Your goal
Each line from the one that includes "the red rock" to the last line of the data below should be set down exactly; no other lines are wanted.

Exercise materials
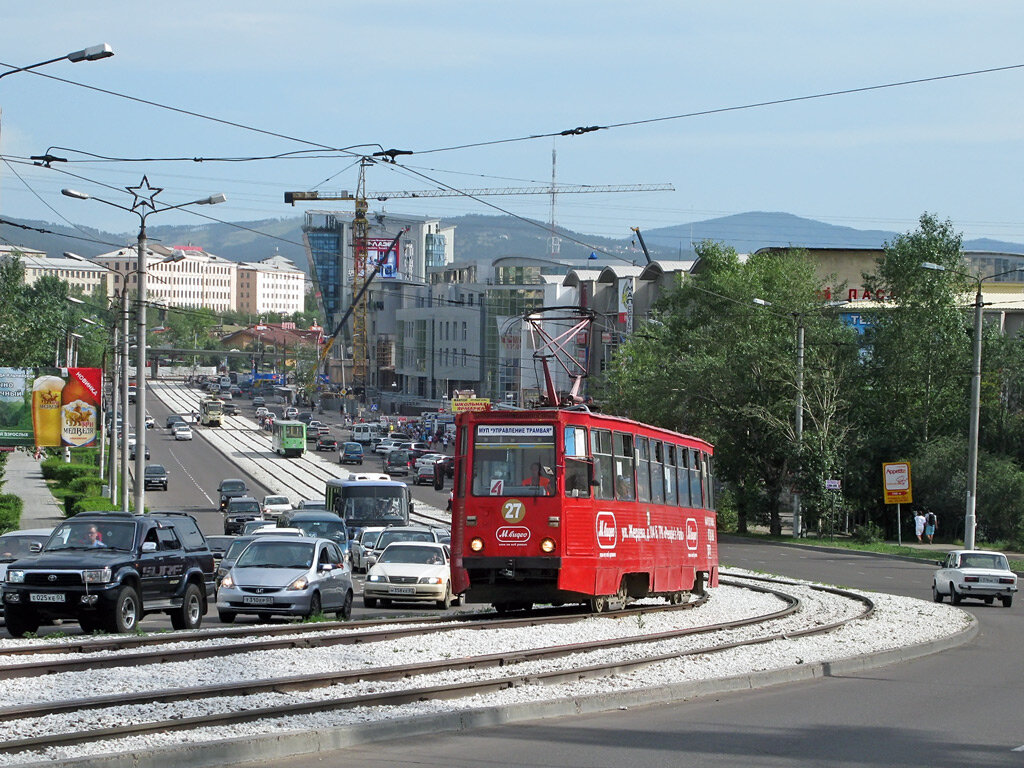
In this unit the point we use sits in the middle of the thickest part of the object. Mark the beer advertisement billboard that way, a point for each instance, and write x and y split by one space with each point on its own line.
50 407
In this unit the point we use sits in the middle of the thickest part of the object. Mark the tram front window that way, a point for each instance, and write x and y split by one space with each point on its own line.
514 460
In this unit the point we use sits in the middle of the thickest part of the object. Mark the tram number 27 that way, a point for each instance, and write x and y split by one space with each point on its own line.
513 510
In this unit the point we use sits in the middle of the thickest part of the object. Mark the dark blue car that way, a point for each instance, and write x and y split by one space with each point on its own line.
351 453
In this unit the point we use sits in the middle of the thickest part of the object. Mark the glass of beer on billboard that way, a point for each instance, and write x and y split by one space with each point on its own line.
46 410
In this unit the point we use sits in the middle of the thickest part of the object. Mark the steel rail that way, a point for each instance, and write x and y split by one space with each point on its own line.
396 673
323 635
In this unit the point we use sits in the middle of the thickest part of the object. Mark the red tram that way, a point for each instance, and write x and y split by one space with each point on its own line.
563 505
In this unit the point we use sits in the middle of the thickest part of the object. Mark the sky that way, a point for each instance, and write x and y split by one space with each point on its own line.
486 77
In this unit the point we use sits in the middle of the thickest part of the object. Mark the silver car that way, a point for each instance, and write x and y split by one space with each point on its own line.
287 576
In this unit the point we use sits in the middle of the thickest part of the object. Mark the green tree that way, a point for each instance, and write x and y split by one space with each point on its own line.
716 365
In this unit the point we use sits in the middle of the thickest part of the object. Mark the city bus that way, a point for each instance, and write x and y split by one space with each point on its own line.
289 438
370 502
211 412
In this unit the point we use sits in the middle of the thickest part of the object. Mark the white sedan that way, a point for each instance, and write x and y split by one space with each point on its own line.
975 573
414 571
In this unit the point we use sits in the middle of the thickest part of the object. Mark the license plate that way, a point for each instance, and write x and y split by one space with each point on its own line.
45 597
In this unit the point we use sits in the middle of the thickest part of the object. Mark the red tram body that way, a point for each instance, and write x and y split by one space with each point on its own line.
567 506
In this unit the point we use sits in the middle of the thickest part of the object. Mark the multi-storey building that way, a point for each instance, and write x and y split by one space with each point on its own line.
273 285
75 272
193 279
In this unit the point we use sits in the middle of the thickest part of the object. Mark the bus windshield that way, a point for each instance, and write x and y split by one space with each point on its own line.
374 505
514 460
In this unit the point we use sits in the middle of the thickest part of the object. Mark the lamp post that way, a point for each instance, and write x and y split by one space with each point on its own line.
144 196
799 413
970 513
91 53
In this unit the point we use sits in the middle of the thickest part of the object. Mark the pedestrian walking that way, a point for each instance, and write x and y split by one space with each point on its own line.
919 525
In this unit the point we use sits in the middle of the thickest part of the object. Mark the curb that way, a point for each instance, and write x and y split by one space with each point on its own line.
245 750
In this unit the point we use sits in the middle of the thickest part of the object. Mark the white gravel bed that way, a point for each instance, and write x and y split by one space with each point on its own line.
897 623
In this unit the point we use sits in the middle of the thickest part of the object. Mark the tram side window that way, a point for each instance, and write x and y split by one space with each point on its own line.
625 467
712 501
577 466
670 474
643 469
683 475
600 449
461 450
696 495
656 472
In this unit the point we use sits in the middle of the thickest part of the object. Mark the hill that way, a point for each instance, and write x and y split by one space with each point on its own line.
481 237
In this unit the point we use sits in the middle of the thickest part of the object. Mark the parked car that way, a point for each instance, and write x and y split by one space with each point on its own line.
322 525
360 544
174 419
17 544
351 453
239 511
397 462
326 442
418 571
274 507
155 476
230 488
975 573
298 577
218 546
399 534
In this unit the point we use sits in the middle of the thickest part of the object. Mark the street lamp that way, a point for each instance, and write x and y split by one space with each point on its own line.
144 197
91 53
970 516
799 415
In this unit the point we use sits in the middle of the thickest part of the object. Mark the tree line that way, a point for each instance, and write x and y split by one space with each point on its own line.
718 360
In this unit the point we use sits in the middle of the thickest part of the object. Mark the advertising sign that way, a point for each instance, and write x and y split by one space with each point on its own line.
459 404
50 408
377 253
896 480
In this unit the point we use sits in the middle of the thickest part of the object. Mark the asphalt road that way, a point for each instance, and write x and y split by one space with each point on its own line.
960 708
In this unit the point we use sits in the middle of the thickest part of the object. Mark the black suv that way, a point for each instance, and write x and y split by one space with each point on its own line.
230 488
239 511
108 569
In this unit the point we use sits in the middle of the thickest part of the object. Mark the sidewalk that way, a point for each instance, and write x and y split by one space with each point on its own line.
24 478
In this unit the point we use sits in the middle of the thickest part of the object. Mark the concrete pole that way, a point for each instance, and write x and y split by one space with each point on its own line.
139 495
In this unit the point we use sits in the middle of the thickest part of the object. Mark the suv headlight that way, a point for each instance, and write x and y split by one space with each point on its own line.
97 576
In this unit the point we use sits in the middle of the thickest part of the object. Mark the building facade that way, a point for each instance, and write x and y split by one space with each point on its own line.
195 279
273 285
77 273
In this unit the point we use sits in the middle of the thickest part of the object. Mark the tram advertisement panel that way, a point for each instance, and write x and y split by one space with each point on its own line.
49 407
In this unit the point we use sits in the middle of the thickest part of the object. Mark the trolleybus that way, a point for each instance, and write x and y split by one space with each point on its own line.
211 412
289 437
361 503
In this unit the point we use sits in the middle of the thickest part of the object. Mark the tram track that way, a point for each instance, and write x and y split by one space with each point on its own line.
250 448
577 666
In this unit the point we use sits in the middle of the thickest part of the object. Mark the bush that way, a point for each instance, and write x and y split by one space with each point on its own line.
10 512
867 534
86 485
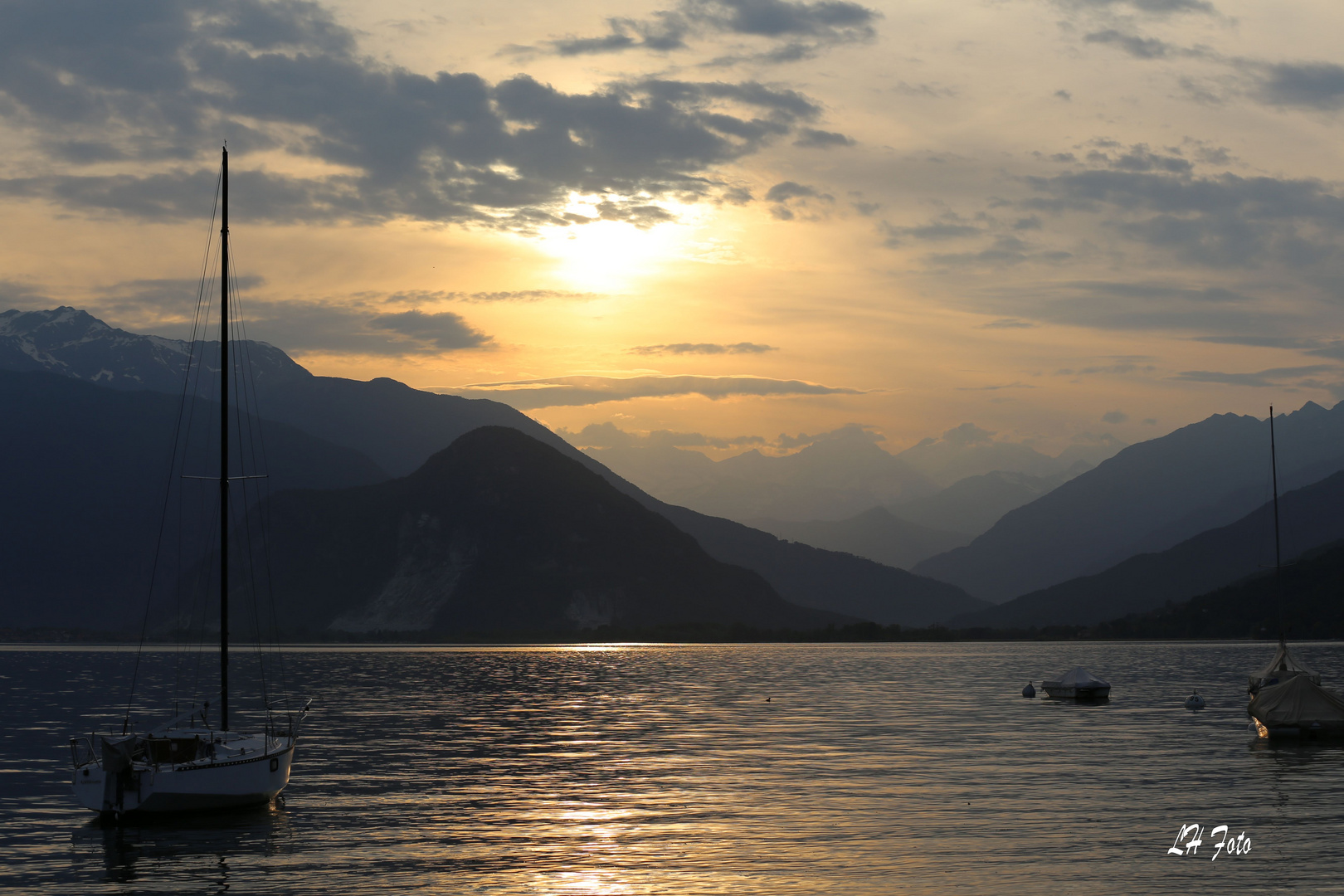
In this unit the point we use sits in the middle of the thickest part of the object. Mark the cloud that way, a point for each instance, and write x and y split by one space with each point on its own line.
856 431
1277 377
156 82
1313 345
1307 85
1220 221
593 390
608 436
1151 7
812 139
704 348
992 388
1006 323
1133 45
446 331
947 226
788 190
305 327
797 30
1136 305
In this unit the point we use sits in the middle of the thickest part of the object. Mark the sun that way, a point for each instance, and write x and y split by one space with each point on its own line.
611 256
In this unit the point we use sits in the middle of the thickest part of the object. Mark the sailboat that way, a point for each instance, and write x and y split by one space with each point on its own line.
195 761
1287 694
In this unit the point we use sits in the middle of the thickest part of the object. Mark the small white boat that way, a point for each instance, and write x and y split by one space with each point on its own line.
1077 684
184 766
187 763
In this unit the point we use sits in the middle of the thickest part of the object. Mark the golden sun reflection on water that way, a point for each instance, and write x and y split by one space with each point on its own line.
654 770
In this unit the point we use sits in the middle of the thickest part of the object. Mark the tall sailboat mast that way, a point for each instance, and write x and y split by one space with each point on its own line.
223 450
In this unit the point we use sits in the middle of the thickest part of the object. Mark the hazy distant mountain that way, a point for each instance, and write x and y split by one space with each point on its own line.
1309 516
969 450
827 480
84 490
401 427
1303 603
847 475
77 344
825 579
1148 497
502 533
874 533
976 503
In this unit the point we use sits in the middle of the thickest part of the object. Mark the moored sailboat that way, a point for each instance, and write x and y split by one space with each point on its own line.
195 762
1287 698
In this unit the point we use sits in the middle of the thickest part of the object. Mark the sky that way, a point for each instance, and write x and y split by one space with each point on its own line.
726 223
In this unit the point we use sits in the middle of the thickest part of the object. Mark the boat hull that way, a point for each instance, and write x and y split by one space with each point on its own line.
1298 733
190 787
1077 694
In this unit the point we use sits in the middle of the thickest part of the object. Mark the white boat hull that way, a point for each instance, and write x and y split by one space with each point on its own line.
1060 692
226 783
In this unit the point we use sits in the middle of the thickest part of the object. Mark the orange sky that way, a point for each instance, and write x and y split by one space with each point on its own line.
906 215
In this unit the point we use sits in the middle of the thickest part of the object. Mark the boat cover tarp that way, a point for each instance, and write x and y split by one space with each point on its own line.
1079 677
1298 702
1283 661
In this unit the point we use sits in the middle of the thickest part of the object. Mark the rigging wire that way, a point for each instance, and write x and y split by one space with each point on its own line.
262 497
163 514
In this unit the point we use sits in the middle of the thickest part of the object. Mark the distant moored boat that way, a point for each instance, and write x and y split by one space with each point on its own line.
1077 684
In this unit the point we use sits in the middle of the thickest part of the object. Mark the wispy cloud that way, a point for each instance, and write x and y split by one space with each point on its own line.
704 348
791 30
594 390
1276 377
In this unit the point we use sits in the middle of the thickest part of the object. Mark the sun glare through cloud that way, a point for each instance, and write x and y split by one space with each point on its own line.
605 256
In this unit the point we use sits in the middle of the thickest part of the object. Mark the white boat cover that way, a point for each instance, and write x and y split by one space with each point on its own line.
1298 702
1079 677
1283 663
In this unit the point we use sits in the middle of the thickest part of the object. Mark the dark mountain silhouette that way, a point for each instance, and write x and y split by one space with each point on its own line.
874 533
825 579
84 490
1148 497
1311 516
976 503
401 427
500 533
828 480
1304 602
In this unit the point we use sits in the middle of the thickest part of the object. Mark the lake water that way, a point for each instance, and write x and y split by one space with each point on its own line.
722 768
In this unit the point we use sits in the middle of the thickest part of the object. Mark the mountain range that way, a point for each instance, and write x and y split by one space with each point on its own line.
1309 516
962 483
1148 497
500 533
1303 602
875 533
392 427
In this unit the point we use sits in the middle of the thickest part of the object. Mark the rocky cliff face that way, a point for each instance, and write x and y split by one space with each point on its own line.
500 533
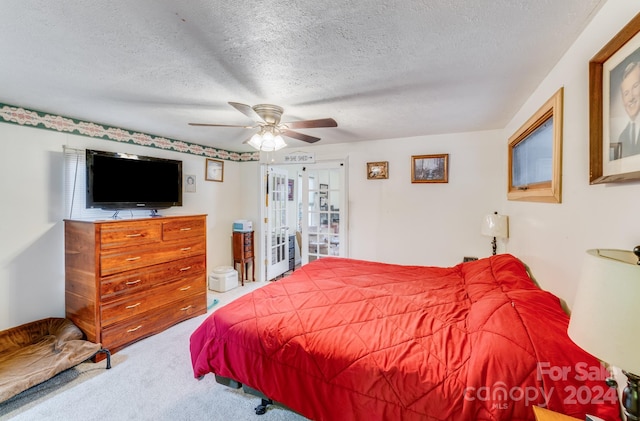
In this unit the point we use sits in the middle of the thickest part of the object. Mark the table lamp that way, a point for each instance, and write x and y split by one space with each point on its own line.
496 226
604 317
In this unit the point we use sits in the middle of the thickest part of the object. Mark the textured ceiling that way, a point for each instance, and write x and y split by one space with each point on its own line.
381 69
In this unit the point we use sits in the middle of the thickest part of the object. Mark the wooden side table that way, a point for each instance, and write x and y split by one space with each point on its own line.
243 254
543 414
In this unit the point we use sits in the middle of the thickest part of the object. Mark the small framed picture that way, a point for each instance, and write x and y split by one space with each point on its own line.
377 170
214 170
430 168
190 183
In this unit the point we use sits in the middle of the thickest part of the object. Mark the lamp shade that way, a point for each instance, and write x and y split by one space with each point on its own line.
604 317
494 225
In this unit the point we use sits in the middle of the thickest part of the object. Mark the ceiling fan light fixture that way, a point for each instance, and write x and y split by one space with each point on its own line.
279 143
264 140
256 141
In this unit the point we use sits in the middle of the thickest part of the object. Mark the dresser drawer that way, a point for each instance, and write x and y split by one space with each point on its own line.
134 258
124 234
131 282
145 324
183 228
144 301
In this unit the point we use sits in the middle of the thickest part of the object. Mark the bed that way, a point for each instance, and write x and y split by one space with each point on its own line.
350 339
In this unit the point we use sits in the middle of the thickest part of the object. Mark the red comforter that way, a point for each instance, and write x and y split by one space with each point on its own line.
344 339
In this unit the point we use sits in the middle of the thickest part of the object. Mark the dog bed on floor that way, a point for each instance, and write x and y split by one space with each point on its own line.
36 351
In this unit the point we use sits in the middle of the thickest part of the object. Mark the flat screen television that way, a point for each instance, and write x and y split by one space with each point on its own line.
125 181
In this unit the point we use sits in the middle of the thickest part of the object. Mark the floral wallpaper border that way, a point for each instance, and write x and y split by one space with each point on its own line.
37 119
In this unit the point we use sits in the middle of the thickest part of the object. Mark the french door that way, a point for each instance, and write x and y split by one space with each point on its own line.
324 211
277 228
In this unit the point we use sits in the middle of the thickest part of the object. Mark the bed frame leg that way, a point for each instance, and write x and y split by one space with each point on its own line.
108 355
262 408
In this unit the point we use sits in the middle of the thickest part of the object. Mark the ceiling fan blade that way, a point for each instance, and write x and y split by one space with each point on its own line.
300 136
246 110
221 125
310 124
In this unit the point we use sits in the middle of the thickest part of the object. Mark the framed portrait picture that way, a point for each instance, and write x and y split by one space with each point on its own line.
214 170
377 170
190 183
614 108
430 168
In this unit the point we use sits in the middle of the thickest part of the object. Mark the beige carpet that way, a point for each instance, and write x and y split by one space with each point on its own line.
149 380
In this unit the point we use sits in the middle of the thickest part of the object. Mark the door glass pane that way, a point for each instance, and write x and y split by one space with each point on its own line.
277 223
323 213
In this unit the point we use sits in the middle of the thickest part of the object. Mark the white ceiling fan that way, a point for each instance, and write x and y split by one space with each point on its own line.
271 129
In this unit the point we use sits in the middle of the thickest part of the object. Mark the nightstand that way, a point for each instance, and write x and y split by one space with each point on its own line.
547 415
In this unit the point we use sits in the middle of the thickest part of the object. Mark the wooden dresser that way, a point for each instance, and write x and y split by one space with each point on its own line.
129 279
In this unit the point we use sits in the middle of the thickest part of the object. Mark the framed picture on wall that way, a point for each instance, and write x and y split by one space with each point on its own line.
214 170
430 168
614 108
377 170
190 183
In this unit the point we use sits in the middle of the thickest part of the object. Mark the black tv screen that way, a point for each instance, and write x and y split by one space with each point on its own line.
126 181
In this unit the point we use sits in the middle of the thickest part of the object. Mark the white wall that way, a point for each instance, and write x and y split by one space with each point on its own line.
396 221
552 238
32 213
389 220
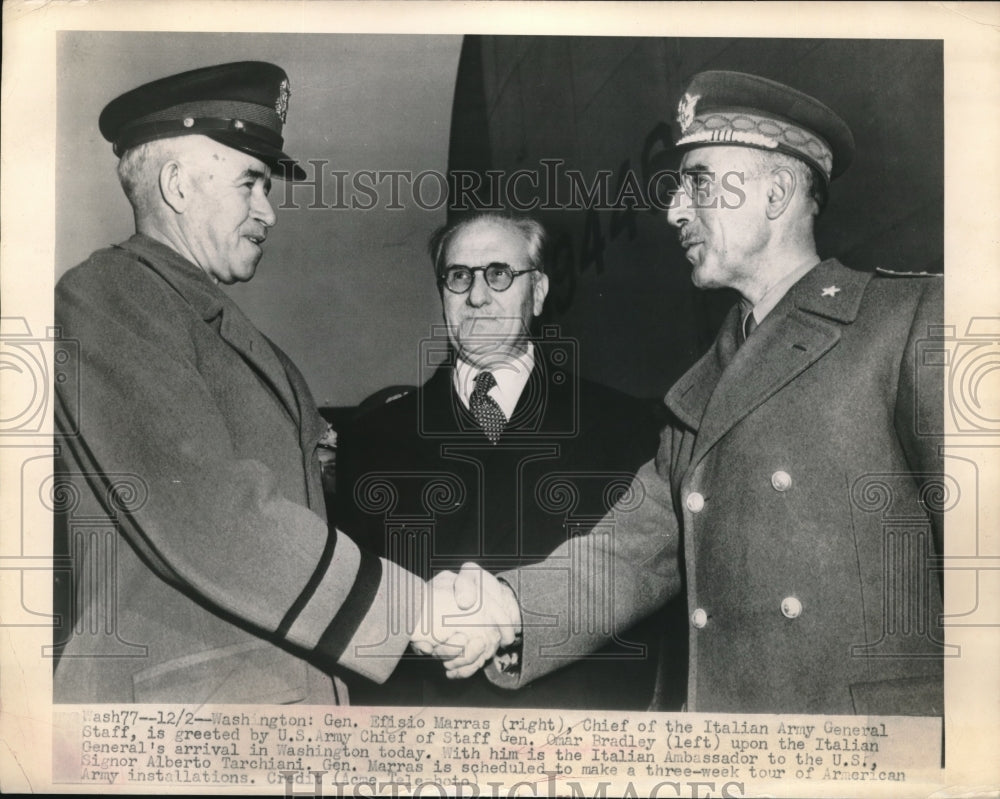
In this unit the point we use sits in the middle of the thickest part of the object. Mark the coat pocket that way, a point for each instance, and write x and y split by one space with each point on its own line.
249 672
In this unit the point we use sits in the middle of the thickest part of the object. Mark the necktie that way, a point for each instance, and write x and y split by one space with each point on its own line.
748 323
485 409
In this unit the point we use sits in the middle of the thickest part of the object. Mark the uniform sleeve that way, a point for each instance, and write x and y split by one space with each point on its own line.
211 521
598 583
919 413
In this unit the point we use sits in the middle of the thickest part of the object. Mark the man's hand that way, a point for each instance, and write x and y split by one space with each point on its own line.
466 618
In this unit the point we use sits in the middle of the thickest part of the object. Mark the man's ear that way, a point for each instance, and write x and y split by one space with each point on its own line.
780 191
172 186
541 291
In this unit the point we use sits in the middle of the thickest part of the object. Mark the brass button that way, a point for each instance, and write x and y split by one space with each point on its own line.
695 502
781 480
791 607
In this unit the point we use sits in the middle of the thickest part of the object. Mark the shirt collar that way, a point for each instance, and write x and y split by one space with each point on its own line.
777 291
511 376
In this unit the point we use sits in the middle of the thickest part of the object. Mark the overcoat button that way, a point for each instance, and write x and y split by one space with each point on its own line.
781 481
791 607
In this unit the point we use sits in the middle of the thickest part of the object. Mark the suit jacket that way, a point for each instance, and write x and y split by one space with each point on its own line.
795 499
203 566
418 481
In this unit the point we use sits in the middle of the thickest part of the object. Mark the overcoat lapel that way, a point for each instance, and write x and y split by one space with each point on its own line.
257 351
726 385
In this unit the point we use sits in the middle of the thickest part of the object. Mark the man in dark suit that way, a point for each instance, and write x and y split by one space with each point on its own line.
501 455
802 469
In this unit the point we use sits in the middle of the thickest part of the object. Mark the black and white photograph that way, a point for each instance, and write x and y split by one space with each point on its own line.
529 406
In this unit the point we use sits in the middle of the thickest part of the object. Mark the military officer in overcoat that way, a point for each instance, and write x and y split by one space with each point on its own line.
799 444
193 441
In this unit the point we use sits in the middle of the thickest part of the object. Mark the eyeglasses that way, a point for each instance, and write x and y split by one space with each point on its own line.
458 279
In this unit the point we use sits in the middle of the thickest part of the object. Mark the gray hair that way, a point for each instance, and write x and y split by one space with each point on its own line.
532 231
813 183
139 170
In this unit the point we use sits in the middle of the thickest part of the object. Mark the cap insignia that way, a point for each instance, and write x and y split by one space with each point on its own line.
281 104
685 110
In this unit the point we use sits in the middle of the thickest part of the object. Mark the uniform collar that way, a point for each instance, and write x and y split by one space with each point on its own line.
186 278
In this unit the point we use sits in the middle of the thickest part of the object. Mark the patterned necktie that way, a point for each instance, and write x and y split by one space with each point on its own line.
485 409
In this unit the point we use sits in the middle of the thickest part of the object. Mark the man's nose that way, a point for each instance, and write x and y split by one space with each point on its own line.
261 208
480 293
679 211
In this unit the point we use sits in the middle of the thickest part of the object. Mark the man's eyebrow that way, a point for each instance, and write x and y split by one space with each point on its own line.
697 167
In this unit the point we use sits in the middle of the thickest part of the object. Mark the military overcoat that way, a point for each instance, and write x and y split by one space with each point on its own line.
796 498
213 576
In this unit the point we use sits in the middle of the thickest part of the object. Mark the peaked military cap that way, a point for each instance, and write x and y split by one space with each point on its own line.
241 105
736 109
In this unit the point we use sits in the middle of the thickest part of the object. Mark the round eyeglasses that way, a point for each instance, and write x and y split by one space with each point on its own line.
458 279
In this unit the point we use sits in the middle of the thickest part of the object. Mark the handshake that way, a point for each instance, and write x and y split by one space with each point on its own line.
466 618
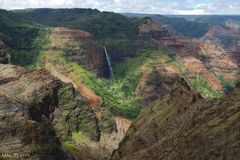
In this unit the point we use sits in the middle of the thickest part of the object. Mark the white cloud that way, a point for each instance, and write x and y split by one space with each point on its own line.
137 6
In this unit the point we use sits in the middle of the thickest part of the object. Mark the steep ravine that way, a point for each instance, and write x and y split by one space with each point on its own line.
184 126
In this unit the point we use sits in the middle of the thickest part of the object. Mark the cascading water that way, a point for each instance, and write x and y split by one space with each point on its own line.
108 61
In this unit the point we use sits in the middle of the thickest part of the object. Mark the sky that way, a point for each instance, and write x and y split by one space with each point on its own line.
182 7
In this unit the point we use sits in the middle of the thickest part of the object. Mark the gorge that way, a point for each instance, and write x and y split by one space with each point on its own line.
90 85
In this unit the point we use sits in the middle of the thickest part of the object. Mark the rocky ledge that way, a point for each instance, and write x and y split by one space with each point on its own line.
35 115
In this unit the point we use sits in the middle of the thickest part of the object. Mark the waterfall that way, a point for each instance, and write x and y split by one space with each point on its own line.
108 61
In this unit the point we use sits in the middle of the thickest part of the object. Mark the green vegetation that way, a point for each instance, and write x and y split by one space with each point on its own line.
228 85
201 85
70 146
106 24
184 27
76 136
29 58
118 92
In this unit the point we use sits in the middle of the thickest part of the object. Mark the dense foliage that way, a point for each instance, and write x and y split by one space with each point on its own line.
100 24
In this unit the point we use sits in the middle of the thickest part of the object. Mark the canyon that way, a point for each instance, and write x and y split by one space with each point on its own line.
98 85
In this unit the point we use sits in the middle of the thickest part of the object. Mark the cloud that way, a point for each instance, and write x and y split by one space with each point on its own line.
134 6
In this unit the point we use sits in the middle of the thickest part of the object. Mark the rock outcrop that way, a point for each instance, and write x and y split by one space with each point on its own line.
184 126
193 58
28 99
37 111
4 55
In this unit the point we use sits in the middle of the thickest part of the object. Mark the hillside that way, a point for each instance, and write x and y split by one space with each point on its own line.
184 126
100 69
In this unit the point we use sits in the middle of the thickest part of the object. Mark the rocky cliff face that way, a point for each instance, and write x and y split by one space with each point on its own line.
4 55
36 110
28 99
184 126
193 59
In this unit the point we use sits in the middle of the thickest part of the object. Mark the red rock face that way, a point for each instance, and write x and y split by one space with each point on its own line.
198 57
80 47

Task solution
In this unit the point we use sits in the middle of the thickest part of the object. Mark the red rock face that way, a point for each instance, and write x and y split by one space with each point on its own line.
198 57
80 47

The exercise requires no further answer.